Instruction: Please copy out the lines word for word, beginning with the line that contains "Give the mask of every instance of the <item>pebble</item>" and ending with the line that contains "56 171 L 60", both included.

[Dataset records]
-- BEGIN --

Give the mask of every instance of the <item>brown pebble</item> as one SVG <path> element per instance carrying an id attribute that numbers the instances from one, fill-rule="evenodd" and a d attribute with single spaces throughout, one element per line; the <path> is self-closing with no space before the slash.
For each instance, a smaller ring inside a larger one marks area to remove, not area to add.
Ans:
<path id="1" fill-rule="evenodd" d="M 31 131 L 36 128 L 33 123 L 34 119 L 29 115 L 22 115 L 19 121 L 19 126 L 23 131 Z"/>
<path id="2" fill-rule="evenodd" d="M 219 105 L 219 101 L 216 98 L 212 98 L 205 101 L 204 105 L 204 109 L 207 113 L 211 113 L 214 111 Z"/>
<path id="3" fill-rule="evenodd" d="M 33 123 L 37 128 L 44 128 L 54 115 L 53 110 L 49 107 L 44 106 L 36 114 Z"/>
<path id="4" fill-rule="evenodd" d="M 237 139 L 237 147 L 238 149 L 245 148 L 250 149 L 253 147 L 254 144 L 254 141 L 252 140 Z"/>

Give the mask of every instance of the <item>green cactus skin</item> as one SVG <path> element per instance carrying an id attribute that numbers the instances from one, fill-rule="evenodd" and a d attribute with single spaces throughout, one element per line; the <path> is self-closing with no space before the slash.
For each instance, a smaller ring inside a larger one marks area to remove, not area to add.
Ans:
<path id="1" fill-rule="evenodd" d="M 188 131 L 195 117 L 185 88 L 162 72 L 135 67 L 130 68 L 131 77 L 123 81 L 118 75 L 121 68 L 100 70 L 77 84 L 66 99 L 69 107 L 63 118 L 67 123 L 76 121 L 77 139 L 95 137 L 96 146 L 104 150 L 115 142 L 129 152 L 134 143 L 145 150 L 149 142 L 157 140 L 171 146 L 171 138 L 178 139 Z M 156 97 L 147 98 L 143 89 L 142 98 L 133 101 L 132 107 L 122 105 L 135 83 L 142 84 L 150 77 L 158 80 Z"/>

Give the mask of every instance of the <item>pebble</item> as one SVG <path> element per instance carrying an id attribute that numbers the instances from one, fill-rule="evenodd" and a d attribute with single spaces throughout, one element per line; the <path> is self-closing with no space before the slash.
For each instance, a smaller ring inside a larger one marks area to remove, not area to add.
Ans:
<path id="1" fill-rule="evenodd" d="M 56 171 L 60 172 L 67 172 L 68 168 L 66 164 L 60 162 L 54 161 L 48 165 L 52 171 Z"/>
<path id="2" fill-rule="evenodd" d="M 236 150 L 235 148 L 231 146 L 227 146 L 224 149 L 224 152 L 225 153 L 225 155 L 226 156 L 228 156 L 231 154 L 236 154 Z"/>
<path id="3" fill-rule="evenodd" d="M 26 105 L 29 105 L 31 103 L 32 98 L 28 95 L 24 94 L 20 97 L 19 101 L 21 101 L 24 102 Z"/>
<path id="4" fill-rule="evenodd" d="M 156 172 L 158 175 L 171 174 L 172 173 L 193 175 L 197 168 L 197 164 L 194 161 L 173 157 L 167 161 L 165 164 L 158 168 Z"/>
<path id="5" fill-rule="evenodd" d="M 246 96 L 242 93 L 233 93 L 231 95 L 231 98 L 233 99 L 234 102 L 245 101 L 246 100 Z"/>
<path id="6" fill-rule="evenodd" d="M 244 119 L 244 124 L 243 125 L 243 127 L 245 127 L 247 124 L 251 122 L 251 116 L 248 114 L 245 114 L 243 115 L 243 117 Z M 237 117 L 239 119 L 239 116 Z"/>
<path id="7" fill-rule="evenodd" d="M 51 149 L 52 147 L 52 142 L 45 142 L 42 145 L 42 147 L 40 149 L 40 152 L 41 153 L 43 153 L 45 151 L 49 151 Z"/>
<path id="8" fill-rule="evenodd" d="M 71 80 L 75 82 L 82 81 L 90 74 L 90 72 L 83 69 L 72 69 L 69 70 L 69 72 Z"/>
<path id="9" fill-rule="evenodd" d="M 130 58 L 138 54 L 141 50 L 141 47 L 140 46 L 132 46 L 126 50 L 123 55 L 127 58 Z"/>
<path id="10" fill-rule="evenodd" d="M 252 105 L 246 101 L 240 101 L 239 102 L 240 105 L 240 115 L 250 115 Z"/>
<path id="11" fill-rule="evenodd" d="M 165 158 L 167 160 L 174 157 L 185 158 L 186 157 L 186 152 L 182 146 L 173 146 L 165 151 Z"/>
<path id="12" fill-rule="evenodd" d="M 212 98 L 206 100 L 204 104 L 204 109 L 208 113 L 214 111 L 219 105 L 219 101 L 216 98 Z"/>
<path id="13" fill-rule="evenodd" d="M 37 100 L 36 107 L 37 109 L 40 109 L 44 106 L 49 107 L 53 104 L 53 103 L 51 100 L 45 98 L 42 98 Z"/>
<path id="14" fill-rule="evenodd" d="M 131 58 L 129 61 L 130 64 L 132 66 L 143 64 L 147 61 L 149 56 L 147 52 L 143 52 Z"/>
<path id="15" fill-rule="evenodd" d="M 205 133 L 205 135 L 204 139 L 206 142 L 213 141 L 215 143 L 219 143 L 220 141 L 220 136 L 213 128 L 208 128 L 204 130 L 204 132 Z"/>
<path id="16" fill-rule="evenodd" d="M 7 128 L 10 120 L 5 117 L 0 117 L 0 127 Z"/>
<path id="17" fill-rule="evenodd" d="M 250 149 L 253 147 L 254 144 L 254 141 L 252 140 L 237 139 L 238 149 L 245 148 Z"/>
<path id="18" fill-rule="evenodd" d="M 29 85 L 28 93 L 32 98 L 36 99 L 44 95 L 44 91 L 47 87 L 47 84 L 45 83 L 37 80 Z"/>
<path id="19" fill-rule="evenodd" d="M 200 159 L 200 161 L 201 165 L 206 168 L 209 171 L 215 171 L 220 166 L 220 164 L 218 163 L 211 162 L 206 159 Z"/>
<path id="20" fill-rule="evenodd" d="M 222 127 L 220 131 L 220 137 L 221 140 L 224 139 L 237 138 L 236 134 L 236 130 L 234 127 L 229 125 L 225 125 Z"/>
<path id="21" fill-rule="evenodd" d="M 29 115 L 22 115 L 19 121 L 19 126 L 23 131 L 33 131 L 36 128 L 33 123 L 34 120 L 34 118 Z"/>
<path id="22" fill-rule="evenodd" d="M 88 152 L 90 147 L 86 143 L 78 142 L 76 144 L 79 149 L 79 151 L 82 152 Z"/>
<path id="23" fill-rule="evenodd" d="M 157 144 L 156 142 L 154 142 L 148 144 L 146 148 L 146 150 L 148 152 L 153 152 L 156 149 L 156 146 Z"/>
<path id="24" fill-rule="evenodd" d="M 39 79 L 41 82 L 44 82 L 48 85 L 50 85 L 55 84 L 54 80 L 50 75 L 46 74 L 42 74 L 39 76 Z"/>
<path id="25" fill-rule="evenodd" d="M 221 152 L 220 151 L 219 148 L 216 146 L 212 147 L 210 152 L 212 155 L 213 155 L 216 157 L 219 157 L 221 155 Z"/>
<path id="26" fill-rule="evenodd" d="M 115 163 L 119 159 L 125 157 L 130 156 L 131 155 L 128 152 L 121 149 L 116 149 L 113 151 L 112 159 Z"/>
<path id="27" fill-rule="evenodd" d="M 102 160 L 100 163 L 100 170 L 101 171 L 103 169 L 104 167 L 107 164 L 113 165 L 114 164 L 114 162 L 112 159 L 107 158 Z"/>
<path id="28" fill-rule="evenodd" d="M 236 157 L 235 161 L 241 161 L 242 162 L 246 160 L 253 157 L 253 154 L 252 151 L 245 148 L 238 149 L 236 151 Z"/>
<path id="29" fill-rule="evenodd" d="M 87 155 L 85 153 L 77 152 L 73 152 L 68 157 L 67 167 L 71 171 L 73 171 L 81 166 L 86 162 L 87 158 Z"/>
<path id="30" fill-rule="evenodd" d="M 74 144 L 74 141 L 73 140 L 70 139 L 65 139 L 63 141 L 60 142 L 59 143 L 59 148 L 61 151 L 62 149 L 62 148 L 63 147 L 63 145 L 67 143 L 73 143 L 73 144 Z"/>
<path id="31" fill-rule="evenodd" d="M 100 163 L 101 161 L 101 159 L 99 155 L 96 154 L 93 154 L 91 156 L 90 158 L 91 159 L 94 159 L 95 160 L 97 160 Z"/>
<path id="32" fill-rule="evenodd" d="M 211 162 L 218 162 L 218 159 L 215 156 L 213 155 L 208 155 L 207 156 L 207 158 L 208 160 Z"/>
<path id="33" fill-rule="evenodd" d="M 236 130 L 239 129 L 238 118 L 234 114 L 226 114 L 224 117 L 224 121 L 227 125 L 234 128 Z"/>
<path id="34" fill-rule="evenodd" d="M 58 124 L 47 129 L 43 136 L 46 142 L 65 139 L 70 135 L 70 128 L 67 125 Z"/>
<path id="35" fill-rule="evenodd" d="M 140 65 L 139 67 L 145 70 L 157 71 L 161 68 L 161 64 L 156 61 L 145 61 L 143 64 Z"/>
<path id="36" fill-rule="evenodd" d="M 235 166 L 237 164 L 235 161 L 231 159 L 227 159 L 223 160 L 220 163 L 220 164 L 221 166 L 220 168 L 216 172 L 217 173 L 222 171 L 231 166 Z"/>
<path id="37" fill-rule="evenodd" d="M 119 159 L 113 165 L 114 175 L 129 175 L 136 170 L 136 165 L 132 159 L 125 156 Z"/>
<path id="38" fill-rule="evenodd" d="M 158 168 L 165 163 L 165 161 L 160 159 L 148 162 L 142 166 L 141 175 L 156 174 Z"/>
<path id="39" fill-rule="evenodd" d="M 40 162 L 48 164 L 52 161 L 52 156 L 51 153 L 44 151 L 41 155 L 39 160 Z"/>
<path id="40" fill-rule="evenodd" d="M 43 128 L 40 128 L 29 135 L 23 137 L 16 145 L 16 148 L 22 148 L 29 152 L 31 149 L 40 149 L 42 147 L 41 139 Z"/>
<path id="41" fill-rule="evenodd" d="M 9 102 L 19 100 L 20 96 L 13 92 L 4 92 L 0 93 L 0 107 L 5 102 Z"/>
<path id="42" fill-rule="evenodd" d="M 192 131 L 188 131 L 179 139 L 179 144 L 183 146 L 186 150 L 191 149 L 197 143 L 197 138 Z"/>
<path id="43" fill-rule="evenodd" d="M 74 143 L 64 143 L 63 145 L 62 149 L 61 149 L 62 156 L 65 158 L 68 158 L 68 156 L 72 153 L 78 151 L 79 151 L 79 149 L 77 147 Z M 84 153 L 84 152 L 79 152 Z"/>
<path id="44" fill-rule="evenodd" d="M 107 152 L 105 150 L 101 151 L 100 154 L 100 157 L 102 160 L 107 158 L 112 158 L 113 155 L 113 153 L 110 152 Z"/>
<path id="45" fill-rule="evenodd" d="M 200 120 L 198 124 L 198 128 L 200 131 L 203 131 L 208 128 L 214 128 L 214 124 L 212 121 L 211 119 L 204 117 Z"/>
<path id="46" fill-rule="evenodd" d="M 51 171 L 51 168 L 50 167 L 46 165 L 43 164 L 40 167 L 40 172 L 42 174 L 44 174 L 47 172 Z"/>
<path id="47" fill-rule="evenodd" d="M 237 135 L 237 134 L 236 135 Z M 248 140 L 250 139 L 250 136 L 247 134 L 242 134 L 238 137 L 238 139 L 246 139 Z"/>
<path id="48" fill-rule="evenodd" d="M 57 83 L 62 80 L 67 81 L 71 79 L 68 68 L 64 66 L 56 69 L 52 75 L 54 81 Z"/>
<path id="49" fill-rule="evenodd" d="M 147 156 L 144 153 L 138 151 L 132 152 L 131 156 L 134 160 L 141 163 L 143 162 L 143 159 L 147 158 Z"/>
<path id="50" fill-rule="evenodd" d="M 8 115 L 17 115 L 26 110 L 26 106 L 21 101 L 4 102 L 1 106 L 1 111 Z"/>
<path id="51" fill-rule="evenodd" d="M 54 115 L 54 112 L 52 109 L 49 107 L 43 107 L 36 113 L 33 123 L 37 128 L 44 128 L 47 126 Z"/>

-- END --

In response:
Give the mask of every instance of the <item>pebble</item> as one SVG <path> element per instance carrying an id attribute that numbers the instances from one, fill-rule="evenodd" and a d attribute with single spaces throughout, one element per line; the <path> is self-closing with no space before the slash.
For each instance, a smaller ring inside a larger one marks area to remove, not area to add.
Ans:
<path id="1" fill-rule="evenodd" d="M 56 171 L 60 172 L 67 172 L 68 168 L 66 164 L 60 162 L 54 161 L 48 165 L 52 171 Z"/>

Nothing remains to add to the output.